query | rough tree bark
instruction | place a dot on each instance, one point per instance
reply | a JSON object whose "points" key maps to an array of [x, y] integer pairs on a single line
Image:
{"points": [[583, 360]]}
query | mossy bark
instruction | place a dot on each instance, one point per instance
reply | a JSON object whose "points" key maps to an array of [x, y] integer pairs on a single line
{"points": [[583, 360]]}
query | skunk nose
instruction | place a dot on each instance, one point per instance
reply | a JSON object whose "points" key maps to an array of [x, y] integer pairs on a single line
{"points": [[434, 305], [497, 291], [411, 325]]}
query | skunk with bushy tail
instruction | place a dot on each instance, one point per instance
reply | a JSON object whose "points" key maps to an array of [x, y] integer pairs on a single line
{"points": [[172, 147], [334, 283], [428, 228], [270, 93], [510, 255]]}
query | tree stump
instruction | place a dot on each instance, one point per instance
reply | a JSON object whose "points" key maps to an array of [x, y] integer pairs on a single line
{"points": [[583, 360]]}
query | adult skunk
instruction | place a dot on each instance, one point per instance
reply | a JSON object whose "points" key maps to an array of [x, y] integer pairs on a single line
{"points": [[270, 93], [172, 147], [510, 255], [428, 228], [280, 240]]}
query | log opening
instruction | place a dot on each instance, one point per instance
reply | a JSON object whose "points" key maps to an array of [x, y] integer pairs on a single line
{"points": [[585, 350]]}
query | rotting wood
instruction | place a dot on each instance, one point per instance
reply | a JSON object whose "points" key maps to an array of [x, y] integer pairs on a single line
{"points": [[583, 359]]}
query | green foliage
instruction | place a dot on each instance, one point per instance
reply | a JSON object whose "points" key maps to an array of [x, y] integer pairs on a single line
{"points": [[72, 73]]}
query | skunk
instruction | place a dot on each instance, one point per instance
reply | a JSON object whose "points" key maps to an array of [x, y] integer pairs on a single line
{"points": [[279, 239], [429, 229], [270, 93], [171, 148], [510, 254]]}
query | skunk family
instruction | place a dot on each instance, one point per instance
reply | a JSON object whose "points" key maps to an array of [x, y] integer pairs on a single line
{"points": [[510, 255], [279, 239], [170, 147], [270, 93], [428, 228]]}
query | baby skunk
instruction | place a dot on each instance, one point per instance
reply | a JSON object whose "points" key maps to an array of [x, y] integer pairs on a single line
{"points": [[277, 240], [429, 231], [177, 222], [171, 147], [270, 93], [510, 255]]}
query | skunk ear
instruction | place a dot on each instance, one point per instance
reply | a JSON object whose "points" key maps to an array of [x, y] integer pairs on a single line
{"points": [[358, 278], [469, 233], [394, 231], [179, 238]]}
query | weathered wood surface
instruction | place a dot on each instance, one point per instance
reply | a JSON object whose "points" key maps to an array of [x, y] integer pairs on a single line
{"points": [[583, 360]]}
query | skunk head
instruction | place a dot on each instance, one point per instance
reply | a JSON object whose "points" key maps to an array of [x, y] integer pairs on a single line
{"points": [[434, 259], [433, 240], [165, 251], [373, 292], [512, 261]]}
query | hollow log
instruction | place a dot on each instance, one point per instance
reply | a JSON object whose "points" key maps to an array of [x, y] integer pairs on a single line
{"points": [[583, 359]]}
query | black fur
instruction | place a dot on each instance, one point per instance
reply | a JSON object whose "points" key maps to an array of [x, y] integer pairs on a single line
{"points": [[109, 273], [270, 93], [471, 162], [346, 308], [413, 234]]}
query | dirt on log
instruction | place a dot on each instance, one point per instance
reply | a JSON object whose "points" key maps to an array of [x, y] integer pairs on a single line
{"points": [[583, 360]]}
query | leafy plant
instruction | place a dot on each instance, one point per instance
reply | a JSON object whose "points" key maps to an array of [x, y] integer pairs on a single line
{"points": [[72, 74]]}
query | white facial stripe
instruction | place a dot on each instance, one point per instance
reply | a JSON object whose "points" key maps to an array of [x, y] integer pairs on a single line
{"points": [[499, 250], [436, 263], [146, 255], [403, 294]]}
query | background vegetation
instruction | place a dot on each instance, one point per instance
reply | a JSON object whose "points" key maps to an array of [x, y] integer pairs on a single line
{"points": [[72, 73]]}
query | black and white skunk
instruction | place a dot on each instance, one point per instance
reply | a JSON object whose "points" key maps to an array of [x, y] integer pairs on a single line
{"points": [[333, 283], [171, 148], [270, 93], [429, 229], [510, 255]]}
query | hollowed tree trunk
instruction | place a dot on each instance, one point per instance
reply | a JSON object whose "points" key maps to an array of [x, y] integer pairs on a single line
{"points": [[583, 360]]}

──────────

> [OBJECTIVE]:
Starting at the line that contains "query | white facial stripe" and continuing through the end of the listing above, present each line as an item in a numbered list, leaving out any blank lines.

> [RESULT BELOW]:
1. query | white facial stripe
2. instruction | place a dot on each instance, one point per instance
3. reply | a JSON object whose "points" key maps to an array of [x, y] integer pairs on a single line
4. {"points": [[499, 250], [436, 263], [146, 255], [403, 294]]}
5. query | background vegetation
6. instruction | place a dot on each instance, one point per instance
7. reply | a JSON object whose "points" key maps to an array of [x, y] integer pairs on a single line
8. {"points": [[72, 73]]}
9. query | black and white skunk
10. instruction | place a dot on each instance, one point per instance
11. reply | a JSON object whose "points" key maps to an array of [x, y] integer pairs on a single line
12. {"points": [[333, 283], [171, 148], [270, 93], [429, 229], [510, 255]]}
13. query | hollowed tree trunk
14. instruction | place a dot on each instance, one point per instance
15. reply | a JSON object whose "points" key maps to an array of [x, y] integer pairs on a single line
16. {"points": [[583, 360]]}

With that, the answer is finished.